### EXTRAIT

A propos des commissions versées à M. D... :
8. Au titre de l'exercice clos en 2016, l'administration a réintégré dans le résultat de l'EURL Au comptoir de la caisse la somme de 1 514,97 euros correspondant à des prestations d'apporteur d'affaires non réalisées en l'absence de contrat conclu. En se bornant à faire valoir, sans apporter aucun document permettant de justifier de la réalité des prestations en cause, que les contrats ont été annulés par les clients, alors que l'apporteur d'affaires avait effectué un travail avancé de négociation, la requérante n'établit pas la déductibilité des sommes en cause. Par suite, c'est à bon droit que l'administration a refusé leur déduction de son résultat imposable.

######
### ENREGISTREMENTS FOURNIS

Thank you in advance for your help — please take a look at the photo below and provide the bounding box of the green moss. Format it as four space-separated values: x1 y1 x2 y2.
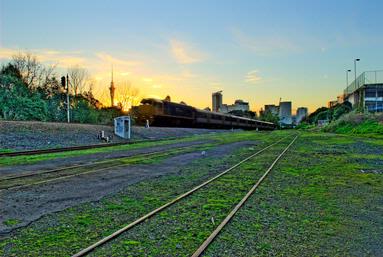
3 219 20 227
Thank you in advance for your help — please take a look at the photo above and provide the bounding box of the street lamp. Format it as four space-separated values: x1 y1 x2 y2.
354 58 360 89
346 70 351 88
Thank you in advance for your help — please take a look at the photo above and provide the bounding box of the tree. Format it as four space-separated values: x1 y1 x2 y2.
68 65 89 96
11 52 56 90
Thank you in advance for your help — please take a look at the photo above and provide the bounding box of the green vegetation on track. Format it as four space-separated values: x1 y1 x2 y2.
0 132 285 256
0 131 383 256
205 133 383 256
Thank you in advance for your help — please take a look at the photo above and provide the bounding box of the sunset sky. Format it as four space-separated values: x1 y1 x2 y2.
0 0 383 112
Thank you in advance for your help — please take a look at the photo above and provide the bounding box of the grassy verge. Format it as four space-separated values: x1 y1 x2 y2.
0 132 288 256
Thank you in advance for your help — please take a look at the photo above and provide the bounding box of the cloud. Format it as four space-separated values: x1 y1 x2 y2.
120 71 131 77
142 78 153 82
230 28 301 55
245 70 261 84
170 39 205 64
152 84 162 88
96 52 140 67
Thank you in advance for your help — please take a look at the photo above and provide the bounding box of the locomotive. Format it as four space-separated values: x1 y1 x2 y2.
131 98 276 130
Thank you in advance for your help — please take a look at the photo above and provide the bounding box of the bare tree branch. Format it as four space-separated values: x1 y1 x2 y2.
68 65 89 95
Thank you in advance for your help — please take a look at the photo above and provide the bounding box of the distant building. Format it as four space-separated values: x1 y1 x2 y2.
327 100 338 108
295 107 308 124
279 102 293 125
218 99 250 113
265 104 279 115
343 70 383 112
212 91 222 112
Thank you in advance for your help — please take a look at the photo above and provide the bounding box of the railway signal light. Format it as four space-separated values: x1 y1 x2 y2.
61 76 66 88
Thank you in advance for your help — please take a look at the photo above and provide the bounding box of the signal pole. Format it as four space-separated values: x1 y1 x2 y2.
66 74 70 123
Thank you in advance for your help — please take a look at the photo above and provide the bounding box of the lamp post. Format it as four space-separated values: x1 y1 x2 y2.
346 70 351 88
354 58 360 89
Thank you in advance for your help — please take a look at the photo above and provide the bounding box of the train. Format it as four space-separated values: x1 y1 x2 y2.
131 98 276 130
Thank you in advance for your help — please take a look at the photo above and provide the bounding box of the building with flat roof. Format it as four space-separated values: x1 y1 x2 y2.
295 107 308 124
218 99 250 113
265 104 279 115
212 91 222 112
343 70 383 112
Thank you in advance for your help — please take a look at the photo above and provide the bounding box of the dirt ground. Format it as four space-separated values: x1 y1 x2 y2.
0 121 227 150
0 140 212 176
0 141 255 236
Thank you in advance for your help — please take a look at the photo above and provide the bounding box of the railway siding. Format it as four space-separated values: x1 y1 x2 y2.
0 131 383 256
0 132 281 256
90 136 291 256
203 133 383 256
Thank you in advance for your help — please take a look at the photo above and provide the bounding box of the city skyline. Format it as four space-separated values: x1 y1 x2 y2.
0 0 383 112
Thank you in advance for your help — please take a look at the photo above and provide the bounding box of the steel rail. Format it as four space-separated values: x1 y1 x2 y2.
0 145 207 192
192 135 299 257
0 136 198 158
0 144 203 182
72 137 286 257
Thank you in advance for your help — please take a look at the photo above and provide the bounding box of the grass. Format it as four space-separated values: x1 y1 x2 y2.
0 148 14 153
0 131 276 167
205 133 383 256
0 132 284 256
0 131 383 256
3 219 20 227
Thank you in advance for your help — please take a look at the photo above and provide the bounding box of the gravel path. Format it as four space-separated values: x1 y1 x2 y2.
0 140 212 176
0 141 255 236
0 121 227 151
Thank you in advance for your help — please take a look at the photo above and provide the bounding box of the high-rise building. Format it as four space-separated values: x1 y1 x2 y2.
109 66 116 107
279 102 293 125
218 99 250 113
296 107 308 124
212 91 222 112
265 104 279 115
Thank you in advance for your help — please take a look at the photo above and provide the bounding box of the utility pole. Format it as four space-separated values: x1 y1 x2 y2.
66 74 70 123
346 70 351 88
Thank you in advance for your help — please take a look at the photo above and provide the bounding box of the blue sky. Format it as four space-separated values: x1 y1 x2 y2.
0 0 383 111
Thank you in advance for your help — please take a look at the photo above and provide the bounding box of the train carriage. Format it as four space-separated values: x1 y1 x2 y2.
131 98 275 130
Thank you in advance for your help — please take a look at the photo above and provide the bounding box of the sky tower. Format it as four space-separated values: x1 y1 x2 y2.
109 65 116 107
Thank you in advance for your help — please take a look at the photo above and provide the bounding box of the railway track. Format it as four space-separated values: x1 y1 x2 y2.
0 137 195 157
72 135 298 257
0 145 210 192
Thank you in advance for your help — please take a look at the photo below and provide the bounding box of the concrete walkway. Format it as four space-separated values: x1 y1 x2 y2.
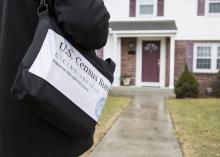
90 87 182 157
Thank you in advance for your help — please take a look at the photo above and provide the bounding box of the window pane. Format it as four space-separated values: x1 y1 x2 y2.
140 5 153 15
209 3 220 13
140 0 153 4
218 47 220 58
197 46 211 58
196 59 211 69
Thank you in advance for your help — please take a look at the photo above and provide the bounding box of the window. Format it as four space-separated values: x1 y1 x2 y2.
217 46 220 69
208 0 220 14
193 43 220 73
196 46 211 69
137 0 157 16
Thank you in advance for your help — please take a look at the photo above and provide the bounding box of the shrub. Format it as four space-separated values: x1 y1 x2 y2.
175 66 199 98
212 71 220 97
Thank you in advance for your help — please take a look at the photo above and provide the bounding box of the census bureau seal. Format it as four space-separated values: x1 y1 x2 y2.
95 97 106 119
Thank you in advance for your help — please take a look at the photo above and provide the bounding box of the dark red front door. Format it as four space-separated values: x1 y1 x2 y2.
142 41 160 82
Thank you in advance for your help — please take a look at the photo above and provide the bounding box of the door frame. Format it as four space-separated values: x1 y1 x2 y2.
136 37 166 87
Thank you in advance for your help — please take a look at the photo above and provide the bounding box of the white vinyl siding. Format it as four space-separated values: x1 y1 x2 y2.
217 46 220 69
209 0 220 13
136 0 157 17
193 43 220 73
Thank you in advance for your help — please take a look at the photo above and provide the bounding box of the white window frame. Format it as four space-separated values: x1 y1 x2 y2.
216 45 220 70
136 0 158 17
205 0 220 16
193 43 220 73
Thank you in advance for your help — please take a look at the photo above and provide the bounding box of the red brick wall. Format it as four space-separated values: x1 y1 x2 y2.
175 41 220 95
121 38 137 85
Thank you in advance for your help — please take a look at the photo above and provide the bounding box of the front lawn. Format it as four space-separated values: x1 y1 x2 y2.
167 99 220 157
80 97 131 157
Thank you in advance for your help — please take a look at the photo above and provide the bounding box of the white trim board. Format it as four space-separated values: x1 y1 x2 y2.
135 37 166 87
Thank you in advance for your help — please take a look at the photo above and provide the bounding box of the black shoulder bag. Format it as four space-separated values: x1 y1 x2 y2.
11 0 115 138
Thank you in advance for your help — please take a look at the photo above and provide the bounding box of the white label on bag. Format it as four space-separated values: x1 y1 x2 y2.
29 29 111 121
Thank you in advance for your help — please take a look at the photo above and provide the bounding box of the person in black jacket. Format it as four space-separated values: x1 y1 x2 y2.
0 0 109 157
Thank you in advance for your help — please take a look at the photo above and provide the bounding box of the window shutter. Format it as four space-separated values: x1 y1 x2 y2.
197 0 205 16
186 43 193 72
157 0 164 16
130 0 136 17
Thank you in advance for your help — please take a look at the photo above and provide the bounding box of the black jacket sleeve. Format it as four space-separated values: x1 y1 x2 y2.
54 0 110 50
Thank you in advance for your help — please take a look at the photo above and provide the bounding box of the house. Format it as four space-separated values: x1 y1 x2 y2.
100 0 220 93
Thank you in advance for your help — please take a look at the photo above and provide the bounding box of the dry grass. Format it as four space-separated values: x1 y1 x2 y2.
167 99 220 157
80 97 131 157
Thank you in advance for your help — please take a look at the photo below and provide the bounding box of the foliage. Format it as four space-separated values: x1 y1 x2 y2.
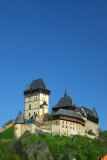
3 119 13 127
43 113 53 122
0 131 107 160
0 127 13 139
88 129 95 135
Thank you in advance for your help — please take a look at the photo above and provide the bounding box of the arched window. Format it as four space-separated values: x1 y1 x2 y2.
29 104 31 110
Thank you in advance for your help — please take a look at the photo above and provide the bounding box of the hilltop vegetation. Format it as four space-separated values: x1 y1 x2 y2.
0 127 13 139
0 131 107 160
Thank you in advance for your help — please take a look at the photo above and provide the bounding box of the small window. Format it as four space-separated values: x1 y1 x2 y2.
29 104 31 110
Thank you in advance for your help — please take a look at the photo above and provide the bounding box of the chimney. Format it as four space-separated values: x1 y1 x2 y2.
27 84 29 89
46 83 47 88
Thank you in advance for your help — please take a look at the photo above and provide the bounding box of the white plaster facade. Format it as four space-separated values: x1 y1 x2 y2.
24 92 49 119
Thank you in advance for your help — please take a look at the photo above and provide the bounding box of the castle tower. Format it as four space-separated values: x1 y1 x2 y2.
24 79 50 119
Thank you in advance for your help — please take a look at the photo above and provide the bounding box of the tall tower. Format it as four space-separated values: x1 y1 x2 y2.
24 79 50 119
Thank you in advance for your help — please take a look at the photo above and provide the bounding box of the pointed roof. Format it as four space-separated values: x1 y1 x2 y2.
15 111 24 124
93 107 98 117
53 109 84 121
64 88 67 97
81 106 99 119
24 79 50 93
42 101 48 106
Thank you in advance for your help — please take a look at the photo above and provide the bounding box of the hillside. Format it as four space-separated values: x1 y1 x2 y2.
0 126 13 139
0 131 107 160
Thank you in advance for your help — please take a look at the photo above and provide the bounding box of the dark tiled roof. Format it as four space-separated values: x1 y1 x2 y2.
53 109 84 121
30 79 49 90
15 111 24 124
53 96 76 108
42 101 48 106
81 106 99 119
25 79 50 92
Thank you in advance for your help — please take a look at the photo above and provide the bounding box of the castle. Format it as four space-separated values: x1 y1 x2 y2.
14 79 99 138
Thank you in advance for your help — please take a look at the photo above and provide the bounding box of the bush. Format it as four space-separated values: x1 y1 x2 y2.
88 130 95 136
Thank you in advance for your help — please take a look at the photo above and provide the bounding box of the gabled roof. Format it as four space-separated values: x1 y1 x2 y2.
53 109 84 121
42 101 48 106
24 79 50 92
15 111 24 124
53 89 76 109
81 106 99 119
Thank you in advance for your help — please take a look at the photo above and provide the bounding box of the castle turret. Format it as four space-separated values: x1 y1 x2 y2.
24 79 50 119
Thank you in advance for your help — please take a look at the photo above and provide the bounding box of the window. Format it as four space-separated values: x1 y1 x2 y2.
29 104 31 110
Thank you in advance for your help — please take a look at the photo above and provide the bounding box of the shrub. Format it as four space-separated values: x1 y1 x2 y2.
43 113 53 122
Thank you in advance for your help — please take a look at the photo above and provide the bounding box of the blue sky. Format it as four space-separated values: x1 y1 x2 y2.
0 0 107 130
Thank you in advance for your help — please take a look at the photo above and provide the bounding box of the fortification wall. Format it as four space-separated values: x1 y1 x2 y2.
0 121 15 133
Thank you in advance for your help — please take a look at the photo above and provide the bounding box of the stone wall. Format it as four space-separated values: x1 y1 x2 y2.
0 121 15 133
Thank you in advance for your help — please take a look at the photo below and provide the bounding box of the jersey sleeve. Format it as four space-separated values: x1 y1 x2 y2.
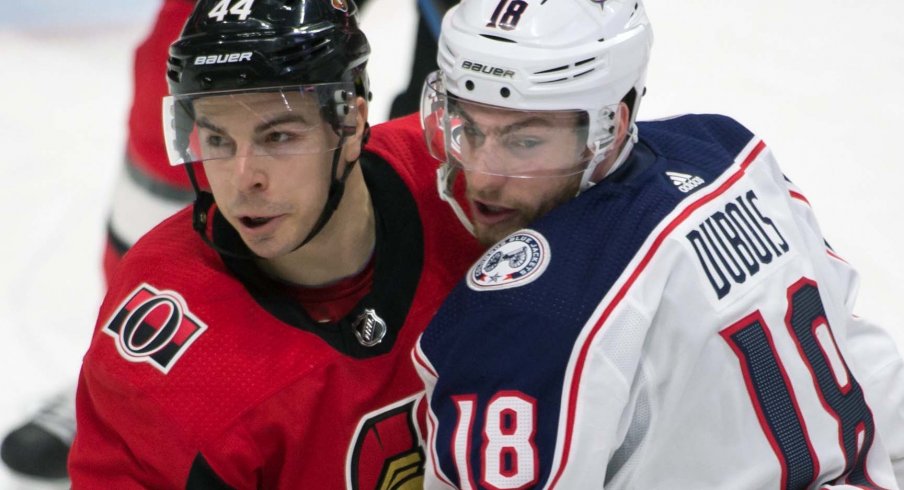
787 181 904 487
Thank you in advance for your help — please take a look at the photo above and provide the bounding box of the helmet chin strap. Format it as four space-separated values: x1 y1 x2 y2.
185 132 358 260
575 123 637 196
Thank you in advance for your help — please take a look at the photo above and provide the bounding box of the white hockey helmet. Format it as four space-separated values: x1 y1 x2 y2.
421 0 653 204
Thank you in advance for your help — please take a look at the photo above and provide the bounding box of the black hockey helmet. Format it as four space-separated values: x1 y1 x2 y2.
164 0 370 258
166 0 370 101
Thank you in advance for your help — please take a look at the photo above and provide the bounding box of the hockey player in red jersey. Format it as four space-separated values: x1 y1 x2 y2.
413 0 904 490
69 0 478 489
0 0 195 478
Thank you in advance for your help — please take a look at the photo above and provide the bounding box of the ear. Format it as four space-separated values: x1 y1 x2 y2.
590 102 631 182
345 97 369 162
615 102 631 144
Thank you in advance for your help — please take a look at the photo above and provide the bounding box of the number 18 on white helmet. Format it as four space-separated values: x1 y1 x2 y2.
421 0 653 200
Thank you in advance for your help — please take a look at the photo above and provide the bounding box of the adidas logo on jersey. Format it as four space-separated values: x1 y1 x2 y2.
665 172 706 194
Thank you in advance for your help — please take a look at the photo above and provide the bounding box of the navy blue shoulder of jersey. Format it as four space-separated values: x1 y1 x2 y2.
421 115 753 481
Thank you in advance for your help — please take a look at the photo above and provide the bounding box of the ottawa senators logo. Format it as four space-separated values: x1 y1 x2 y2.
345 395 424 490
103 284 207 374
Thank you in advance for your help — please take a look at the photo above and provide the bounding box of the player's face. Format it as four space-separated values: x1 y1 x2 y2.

######

D'après l'extrait, quelle somme l'administration a-t-elle réintégrée dans le résultat de l'EURL Au comptoir de la caisse au titre de l'exercice clos en 2016 ?

§ **RÉPONSE RÉDIGÉE**
La somme de 1 514,97 euros.